▶ Named-object pointing records:
--- start ---

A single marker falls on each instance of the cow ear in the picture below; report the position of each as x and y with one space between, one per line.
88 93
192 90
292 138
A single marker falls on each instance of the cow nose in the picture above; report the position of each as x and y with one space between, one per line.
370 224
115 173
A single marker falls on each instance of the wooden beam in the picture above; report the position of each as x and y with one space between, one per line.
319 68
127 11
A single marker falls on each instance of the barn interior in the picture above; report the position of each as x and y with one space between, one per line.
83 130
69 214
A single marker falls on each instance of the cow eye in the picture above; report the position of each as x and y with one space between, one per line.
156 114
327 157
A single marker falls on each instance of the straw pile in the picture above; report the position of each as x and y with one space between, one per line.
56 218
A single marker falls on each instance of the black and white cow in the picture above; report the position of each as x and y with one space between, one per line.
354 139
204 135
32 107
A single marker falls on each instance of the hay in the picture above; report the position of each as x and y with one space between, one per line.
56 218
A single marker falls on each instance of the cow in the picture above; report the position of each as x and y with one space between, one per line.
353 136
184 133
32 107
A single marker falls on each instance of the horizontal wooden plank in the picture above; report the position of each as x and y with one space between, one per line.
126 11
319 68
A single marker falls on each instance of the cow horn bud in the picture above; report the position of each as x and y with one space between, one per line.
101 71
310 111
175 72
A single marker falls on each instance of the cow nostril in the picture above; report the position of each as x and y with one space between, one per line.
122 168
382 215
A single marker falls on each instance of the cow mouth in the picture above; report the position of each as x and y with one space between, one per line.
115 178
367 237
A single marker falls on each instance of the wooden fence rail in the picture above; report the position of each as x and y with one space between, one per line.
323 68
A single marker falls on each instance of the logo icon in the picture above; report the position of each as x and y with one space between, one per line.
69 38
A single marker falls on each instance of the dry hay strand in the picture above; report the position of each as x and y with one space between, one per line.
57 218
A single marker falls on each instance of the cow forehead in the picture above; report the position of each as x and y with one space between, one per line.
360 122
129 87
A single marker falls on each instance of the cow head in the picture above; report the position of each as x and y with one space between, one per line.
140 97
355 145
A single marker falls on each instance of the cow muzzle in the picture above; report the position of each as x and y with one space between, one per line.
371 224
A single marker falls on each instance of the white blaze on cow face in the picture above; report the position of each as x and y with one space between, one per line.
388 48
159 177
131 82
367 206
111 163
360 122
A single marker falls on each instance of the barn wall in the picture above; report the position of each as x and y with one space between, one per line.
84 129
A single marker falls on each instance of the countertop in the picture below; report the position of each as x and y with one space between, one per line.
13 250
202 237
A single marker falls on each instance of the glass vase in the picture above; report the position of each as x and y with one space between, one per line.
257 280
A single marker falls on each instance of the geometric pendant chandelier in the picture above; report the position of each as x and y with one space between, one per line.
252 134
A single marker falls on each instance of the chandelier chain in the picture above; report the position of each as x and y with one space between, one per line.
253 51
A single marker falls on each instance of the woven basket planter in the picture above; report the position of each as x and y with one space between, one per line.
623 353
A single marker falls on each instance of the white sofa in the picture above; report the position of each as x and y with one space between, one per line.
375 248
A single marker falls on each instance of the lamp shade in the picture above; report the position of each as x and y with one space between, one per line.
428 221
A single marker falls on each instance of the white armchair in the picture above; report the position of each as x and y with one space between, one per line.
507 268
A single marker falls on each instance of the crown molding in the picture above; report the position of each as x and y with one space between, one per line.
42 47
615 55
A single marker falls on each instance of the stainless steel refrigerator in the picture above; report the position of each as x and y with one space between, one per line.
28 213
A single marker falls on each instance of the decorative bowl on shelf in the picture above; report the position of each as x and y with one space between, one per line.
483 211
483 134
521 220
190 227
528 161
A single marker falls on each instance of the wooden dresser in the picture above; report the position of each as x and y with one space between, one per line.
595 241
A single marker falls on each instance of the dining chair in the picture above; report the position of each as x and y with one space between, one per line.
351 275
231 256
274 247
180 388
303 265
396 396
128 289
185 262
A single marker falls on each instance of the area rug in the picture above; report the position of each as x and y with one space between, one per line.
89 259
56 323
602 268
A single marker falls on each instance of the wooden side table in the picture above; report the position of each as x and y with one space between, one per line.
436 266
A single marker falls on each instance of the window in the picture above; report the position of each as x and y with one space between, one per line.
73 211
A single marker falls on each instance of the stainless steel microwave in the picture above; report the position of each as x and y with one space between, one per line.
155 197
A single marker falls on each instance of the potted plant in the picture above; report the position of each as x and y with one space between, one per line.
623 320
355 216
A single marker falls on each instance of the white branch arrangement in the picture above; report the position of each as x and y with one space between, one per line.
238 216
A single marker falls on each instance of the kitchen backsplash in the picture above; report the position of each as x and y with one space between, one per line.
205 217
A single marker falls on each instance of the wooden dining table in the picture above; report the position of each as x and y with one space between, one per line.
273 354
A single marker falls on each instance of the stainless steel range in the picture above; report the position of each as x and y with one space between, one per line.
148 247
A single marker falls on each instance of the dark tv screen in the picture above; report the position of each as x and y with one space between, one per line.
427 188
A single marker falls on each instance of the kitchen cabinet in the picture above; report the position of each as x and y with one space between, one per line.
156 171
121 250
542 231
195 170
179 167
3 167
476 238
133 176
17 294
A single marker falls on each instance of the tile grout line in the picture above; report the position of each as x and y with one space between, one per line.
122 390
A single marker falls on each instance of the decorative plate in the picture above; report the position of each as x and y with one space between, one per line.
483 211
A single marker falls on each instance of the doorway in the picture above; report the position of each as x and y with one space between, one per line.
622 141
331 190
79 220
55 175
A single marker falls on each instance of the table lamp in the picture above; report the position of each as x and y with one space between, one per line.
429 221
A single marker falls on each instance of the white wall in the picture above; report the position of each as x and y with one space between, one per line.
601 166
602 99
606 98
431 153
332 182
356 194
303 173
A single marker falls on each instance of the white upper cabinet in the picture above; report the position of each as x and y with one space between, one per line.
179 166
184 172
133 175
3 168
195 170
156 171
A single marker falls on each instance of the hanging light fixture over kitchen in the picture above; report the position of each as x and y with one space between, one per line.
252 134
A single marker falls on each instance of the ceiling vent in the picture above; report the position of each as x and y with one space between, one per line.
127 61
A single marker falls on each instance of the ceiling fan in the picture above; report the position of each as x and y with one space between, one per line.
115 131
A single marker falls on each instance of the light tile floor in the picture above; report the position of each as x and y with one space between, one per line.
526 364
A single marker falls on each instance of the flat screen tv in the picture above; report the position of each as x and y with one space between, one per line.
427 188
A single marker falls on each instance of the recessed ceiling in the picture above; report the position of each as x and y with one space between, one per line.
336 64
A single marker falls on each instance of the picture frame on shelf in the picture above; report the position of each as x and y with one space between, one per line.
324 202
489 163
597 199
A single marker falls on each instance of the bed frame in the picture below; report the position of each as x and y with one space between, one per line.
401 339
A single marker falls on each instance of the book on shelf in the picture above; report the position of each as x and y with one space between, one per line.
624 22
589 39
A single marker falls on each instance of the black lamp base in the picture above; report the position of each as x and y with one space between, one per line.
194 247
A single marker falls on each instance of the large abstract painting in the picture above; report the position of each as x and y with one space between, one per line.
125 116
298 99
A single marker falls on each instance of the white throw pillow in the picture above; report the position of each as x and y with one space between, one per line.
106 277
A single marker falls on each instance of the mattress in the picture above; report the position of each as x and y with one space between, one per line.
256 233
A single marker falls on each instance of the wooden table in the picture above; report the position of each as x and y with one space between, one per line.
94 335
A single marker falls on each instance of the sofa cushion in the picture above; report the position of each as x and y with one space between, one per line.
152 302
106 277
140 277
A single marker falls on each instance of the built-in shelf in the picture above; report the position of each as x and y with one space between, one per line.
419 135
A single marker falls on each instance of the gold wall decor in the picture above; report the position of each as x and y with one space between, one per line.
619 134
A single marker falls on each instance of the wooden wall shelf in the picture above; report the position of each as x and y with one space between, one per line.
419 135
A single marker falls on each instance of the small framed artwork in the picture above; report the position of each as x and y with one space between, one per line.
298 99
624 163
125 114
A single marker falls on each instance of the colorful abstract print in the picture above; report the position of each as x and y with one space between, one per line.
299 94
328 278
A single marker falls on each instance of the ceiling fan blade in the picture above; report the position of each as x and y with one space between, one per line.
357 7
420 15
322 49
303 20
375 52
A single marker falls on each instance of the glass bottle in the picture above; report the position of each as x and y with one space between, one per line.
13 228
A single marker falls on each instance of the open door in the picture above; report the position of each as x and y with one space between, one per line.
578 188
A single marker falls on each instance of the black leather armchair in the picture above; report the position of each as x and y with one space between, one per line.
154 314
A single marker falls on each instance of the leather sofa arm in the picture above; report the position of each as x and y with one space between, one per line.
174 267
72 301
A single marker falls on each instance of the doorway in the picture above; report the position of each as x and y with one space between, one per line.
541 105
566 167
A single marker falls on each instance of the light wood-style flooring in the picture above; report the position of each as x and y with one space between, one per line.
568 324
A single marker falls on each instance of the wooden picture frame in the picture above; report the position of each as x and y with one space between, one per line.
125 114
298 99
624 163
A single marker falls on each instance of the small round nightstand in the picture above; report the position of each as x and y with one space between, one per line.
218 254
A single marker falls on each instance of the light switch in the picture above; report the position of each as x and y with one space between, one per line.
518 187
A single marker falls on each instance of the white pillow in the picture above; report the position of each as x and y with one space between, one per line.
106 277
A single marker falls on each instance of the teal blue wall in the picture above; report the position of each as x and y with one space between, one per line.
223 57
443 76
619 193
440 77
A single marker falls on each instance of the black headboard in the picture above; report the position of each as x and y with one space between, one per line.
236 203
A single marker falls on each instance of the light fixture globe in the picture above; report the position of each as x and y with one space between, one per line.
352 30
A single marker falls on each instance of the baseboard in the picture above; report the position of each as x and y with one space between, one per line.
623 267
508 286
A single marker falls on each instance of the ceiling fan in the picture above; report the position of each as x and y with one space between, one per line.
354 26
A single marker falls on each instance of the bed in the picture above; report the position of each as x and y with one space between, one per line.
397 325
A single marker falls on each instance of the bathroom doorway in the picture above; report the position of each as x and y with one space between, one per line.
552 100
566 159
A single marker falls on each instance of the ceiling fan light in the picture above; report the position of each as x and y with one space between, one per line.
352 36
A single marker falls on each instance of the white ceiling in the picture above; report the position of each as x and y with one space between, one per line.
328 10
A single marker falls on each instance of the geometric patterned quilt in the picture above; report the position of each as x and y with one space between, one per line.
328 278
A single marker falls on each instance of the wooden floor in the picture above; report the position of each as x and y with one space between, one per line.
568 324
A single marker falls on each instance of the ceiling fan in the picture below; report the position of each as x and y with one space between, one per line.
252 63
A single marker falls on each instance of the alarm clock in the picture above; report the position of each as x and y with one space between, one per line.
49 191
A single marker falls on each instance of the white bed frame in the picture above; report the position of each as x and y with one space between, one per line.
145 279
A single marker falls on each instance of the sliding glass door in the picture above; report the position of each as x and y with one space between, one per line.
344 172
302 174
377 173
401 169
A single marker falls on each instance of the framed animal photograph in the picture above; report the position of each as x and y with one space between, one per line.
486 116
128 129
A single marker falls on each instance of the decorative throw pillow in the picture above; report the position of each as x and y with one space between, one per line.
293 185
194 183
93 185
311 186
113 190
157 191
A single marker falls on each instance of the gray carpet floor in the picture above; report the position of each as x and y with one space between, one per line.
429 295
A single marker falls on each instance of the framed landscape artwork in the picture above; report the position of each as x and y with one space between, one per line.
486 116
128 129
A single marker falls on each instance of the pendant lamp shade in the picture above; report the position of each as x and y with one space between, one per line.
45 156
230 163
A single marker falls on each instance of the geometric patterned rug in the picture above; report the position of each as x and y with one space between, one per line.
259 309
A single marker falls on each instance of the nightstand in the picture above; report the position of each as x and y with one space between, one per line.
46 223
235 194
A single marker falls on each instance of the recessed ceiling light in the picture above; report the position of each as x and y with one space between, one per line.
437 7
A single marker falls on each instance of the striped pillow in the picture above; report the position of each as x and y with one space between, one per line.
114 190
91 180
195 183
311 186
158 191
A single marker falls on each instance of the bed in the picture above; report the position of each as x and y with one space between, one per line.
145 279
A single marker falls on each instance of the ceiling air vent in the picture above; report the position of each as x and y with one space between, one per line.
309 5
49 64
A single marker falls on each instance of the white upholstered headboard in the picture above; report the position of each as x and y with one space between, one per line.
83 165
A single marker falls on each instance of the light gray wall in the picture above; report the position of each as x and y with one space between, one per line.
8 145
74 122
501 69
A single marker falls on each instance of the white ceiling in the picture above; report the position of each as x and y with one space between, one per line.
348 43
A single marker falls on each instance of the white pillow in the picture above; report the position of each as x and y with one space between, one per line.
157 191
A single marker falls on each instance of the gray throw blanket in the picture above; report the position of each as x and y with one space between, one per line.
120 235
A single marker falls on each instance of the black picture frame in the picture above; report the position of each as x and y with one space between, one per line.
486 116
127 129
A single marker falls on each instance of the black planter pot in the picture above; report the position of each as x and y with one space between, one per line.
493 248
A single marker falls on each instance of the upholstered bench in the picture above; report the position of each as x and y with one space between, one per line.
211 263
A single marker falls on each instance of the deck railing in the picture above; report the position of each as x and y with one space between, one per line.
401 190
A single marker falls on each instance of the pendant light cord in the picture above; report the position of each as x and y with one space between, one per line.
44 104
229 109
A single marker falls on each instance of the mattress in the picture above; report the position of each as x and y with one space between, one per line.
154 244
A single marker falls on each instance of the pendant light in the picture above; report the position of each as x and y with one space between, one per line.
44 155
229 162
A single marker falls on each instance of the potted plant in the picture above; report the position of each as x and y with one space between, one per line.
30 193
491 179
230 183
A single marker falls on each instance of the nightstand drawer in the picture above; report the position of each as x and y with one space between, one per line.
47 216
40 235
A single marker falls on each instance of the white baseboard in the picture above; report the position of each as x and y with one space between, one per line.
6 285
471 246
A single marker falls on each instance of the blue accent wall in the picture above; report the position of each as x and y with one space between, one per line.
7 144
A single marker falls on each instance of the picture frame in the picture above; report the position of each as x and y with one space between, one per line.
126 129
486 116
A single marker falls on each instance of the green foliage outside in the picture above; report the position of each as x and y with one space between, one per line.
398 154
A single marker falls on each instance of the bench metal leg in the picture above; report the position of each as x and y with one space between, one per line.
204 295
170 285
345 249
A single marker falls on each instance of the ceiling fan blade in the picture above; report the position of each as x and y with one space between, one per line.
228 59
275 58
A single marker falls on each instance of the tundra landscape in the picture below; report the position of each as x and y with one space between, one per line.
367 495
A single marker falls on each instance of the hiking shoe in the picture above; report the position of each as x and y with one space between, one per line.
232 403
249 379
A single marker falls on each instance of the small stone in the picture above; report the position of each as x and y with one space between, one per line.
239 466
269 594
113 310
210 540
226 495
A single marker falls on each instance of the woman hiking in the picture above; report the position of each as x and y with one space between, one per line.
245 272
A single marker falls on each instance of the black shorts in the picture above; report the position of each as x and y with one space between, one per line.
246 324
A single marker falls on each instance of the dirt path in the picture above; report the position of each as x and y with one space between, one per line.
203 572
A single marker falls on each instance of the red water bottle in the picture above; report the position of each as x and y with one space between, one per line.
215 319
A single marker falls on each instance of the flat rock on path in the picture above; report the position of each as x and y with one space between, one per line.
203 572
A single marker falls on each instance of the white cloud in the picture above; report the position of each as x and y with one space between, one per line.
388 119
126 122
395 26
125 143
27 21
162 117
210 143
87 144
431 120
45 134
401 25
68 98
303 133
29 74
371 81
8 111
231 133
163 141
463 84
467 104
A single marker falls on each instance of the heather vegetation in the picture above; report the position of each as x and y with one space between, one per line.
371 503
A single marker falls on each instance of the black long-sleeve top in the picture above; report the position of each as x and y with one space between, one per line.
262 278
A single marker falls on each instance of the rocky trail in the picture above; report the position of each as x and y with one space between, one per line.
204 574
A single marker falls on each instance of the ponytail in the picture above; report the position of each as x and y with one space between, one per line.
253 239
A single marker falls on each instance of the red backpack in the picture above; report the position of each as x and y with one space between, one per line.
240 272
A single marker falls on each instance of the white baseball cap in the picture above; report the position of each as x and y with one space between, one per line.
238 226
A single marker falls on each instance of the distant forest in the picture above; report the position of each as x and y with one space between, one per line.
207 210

--- end ---

▶ WHAT YOU WILL DO:
Copy out the stretch from the line containing "A single marker falls on each instance of the distant" through the end of the listing, substituting "far-off woods" for "distant forest" and keeping everything else the same.

▶ ANSWER FOR THIS EXERCISE:
A single marker falls on each instance of the far-off woods in the picture above; report the position of each as x and y with one space between, one per line.
207 210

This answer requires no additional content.